Written problem>
Copy the listing from the line containing "Identify ornate vestment in the image above." through the line containing "[173,152,532,896]", changing every "Identify" to "Locate" and leaving everything else the same. Omit the pictures from your copy.

Record excerpts>
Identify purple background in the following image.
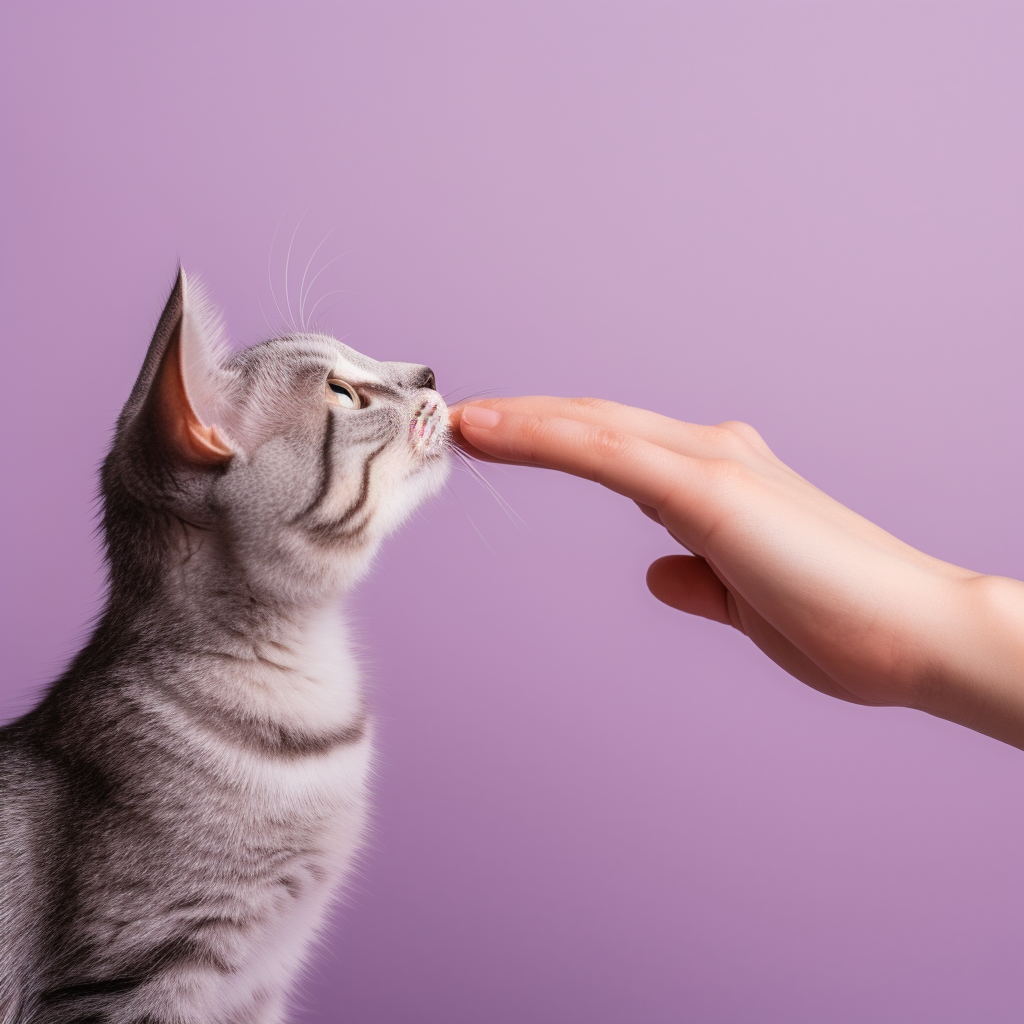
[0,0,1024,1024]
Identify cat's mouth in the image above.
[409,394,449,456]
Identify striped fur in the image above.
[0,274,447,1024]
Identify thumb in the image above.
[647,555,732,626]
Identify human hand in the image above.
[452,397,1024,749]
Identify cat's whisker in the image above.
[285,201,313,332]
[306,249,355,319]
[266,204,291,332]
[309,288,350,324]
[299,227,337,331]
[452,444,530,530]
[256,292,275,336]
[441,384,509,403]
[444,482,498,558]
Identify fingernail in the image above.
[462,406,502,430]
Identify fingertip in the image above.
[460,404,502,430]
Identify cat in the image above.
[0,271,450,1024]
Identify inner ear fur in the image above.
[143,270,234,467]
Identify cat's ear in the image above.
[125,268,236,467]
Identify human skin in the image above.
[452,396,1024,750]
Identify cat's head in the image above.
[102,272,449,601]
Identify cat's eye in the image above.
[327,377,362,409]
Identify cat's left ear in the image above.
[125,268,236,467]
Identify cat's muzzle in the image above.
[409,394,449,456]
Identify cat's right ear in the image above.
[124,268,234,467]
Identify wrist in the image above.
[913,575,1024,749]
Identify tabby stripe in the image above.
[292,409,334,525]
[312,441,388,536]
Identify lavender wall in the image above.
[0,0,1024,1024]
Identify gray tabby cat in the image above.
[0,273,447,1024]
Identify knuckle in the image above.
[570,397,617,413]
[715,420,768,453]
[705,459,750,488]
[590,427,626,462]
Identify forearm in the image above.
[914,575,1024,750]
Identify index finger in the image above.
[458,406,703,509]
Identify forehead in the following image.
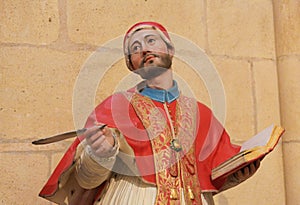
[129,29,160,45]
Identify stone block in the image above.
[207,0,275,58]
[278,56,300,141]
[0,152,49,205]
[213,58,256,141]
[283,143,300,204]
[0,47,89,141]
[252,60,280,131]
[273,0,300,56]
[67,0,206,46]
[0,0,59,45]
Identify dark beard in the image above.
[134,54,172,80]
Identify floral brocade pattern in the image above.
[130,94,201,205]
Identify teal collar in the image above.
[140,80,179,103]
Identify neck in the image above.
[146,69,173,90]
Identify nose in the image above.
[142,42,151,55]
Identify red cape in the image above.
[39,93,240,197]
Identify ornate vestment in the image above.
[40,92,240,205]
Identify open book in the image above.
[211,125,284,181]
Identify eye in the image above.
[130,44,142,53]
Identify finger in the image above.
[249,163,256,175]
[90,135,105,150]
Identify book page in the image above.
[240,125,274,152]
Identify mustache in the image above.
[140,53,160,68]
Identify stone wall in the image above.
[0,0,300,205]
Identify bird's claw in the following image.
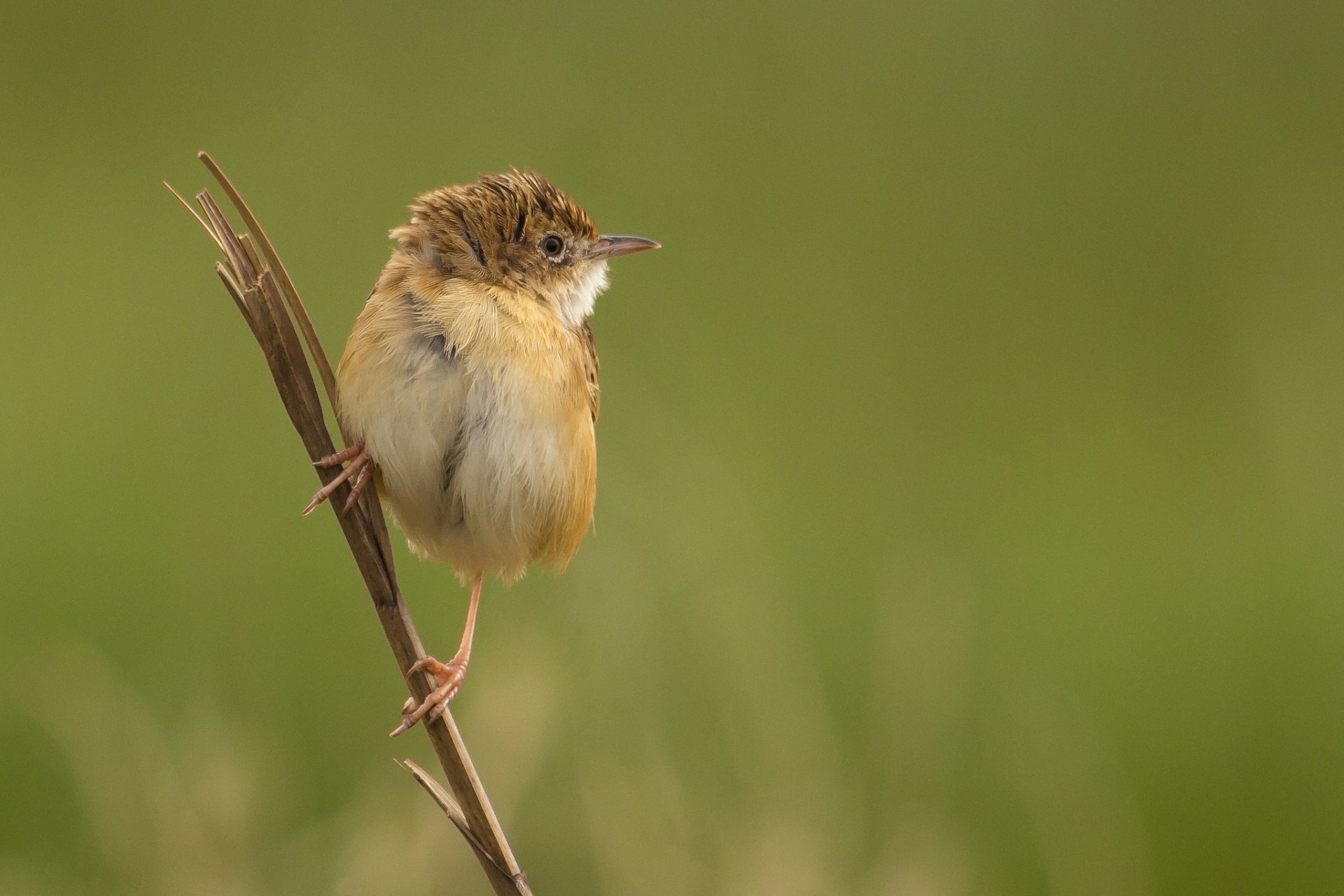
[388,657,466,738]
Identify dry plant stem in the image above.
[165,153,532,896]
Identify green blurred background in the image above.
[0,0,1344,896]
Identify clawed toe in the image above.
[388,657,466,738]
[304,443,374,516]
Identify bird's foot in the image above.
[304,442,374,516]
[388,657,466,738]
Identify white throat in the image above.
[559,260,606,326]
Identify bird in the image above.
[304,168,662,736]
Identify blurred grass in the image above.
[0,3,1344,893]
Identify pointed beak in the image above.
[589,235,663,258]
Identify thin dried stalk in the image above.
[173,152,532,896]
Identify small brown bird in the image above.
--
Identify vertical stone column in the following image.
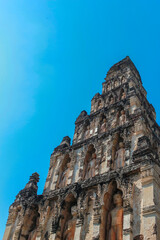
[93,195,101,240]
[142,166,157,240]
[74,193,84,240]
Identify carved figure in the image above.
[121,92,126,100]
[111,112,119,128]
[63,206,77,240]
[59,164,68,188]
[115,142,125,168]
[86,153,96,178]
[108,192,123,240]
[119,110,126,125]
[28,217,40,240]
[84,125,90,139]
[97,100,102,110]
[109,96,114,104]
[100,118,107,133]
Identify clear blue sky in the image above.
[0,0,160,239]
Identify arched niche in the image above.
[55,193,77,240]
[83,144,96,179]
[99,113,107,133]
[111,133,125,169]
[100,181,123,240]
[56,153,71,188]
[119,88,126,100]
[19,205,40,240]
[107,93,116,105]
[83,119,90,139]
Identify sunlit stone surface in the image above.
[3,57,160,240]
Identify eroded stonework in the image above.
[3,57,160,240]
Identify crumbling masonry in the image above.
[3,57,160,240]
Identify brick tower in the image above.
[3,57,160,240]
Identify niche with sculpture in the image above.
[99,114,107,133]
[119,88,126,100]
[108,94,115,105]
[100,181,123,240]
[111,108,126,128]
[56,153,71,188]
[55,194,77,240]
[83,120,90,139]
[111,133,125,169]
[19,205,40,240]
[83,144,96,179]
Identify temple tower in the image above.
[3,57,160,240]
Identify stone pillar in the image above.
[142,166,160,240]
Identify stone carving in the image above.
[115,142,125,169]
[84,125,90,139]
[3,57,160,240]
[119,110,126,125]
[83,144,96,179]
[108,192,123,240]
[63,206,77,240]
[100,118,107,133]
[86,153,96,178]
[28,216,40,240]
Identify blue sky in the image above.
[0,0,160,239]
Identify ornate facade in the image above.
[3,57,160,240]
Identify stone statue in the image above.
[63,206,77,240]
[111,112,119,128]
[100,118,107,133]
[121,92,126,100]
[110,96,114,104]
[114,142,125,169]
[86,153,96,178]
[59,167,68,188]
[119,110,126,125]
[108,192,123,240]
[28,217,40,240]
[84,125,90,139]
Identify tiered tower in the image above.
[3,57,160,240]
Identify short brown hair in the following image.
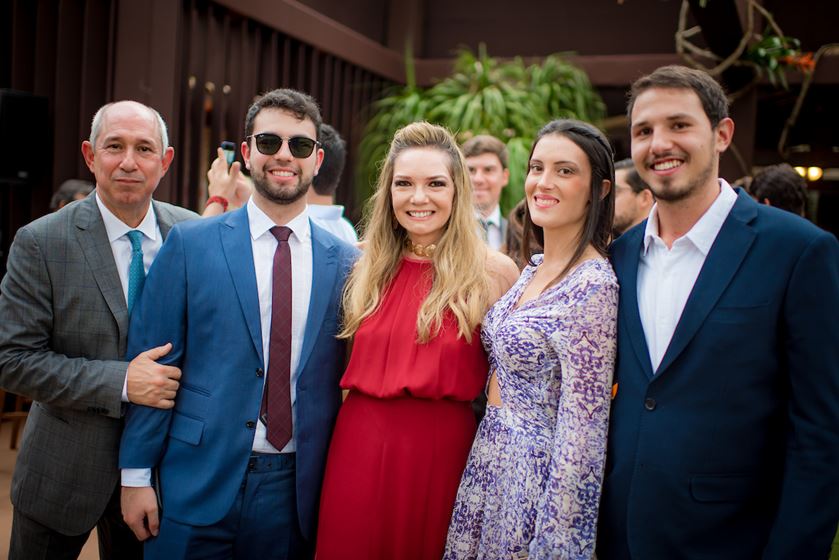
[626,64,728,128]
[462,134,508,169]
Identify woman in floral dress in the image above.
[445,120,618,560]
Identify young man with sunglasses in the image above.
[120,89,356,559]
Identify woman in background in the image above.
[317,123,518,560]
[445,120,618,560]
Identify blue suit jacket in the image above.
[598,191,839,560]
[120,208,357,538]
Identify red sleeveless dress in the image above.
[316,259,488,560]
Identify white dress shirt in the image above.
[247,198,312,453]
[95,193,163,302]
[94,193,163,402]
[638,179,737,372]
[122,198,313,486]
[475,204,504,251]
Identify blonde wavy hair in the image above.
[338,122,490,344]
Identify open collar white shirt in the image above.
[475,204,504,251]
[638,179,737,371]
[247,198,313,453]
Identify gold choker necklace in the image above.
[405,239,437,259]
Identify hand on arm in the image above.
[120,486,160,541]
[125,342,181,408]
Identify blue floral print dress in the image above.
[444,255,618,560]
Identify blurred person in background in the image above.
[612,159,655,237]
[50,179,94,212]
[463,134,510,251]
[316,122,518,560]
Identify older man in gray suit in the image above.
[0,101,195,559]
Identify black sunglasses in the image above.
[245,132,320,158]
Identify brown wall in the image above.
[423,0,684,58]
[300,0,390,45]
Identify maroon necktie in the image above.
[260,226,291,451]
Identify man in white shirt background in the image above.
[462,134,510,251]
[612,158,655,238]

Solution to this exercise>
Locate ornate vestment in the image above.
[40,92,240,205]
Locate open book in the image above.
[211,125,284,181]
Locate eye in the image above.
[130,44,142,53]
Locate finger in the image above.
[249,163,256,175]
[90,135,105,150]
Locate book page in the image above.
[240,125,274,152]
Locate mustache in the image above.
[140,53,160,68]
Locate stone wall in the image above.
[0,0,300,205]
Locate bird's claw in the following image.
[388,657,466,738]
Locate dry plant stem in the image above.
[165,153,532,896]
Locate green blurred background in the image above.
[0,0,1344,896]
Locate clawed toe in the image above.
[388,657,466,738]
[304,443,374,516]
Locate bird's foot in the image above.
[304,442,374,516]
[388,657,466,738]
Locate white throat in the image above.
[559,260,606,326]
Locate bird in the image above.
[304,168,662,736]
Locate blurred grass in the image above.
[0,3,1344,893]
Locate pointed beak in the image above.
[589,235,663,258]
Locate thin dried stalk in the image above.
[173,152,532,896]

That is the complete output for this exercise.